§ BRIEF 1: Reproduce the James McHenry Jones passage from "Principal of Lincoln" to "Gallipolis, Ohio, U.S.", including both of those phrases.
§ BRIEF 2: According to the James McHenry Jones passage, who preceded Jones as president of West Virginia State University?
§ BRIEF 3: Carry the James McHenry Jones biography forward from its final sentence.

§ SOURCE PASSAGE:
- - -

3rd President of West Virginia State University
- In office 1898–1909
- Preceded by: John H. Hill
- Succeeded by: Byrd Prillerman

Principal of Lincoln School
- In office 1882–1898
- Preceded by: Mrs. Gaskins
- Succeeded by: Flem B. Jones

Personal details
- Born: August 28, 1859 Gallipolis, Ohio, U.S.
- Died: September 22, 1909 (aged 50) Institute, West Virginia, U.S.
- Resting place: Cabell Cemetery, Institute
- Spouse(s): Carrie M. Harrison Elizabeth Moore
- Profession: Educator, school administrator, businessperson, and minister

= James McHenry Jones =

American educator, school administrator, businessperson, and minister

James McHenry Jones (August 28, 1859 – September 22, 1909) was an American educator, school administrator, businessperson, and minister. Jones was the third principal of the West Virginia Colored Institute (present-day West Virginia State University) from 1898 until 1909 and is considered by West Virginia State as the institution's third president.

- - -

§ RECORD EXTRACTS:
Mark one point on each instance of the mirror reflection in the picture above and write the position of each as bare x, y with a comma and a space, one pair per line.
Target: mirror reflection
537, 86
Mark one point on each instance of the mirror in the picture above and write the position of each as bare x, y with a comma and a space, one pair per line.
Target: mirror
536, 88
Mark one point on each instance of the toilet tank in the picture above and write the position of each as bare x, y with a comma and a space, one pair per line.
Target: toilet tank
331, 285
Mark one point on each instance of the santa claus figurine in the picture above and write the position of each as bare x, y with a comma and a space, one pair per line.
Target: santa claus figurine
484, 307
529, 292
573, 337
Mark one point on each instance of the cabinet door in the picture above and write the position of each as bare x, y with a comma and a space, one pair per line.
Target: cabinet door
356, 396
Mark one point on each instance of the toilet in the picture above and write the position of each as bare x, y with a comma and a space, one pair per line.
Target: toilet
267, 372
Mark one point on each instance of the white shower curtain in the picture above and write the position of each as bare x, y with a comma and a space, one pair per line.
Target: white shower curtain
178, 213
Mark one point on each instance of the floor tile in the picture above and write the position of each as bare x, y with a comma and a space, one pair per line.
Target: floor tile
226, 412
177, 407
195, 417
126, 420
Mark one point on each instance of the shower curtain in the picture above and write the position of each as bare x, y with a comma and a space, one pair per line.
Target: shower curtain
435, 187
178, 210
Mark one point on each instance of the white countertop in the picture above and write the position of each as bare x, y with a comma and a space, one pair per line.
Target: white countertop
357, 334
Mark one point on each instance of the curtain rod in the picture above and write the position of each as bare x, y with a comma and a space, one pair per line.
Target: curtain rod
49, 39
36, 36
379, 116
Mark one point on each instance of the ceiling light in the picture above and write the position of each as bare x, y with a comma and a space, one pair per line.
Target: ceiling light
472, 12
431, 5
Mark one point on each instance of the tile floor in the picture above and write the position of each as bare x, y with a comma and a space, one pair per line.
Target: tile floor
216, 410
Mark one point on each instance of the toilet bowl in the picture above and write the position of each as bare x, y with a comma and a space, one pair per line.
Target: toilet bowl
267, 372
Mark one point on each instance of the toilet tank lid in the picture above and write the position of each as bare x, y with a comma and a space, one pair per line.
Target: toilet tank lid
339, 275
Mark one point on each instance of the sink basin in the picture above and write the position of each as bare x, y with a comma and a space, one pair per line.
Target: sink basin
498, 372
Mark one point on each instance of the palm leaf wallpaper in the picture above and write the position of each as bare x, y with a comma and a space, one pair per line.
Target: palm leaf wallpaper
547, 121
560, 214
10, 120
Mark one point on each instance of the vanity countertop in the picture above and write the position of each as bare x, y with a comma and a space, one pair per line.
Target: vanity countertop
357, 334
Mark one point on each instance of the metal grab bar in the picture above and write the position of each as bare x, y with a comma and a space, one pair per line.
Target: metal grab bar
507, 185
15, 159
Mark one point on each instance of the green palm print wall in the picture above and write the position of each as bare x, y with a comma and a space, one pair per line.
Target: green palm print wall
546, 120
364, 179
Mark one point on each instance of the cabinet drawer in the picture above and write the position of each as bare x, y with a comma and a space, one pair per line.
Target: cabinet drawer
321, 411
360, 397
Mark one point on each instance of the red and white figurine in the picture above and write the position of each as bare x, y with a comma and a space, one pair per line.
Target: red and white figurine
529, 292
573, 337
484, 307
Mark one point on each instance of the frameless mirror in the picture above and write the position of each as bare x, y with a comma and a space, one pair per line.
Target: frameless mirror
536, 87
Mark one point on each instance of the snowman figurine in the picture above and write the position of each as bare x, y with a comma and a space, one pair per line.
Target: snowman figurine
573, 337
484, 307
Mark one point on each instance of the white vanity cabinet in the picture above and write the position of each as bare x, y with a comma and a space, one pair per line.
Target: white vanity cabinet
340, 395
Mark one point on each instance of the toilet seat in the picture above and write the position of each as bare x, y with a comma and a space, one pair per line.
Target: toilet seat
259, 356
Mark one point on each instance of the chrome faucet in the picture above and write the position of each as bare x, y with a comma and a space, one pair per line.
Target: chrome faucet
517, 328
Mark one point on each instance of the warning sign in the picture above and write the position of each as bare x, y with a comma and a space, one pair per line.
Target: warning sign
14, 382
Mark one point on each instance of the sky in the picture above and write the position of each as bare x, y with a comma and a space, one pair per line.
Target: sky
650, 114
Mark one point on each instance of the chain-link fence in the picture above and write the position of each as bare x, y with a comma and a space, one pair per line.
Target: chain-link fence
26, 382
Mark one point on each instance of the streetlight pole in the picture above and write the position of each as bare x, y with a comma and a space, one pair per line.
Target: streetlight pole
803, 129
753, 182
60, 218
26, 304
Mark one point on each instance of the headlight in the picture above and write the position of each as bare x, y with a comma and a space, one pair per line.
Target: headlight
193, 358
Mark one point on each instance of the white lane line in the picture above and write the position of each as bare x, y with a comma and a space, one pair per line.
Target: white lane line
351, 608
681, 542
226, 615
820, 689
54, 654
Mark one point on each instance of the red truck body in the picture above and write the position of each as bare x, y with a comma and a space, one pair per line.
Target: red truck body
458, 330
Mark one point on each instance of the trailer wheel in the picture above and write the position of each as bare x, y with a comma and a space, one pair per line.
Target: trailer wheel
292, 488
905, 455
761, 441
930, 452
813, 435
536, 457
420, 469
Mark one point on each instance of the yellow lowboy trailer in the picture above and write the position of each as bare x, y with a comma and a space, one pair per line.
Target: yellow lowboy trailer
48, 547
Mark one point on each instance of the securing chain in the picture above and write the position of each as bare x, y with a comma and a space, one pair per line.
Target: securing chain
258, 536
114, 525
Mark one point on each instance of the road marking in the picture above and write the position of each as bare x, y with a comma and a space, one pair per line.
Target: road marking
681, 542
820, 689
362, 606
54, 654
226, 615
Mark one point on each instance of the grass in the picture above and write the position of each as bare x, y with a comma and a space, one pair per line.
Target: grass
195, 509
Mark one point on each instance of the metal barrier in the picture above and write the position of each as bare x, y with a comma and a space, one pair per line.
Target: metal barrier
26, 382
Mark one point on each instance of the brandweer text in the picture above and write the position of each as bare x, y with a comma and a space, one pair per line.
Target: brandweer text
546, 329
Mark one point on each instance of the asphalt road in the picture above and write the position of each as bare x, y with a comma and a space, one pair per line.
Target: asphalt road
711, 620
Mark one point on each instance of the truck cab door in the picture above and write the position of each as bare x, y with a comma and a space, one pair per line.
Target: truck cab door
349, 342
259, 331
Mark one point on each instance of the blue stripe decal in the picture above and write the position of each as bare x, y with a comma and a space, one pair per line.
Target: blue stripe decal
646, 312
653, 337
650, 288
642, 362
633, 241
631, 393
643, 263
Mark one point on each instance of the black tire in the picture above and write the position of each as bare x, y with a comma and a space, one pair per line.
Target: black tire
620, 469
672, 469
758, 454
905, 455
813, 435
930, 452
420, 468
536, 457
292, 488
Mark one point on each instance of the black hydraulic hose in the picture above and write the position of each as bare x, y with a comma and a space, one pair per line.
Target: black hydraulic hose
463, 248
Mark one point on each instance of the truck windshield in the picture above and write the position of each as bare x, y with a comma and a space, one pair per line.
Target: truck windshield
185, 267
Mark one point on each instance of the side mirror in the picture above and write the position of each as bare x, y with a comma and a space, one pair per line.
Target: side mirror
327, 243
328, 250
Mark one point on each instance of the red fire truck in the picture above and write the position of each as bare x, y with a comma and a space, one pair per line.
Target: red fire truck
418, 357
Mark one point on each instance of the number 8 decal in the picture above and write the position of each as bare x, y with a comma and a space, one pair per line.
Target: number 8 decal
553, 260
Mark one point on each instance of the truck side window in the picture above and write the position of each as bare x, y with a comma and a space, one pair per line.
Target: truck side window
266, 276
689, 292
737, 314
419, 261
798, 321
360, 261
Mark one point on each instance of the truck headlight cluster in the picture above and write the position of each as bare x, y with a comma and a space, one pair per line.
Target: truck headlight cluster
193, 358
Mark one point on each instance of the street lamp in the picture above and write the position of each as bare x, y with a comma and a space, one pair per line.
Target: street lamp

- - -

§ RESPONSE AREA 1:
Principal of Lincoln School
- In office 1882–1898
- Preceded by: Mrs. Gaskins
- Succeeded by: Flem B. Jones

Personal details
- Born: August 28, 1859 Gallipolis, Ohio, U.S.

§ RESPONSE AREA 2: John H. Hill.

§ RESPONSE AREA 3:
Jones was born in 1859 in Gallipolis, Ohio, and raised in Burlington and New Richmond, before his family settled in Pomeroy along the Ohio River. There, he attended Kerr's Run Colored School and the all-white Pomeroy High School, where he graduated with honors in 1882. At 17, he joined the Free Will Baptist church, and was ordained a minister to churches in Pomeroy and Middleport, Ohio. While ministering to his two churches, Jones began his career in education as a schoolteacher outside Pomeroy. In 1882, he was elected principal of the Lincoln School in Wheeling, West Virginia. Lincoln School was the first African-American public school in the United States, established in 1866 following the American Civil War. During his 16-year tenure as principal there, he raised the school to high school standards, and it became one of West Virginia's top African-American public schools. Jones doubled the size of the faculty and the student body, expanded the school's curriculum, and rebuilt the school after a fire in 1893.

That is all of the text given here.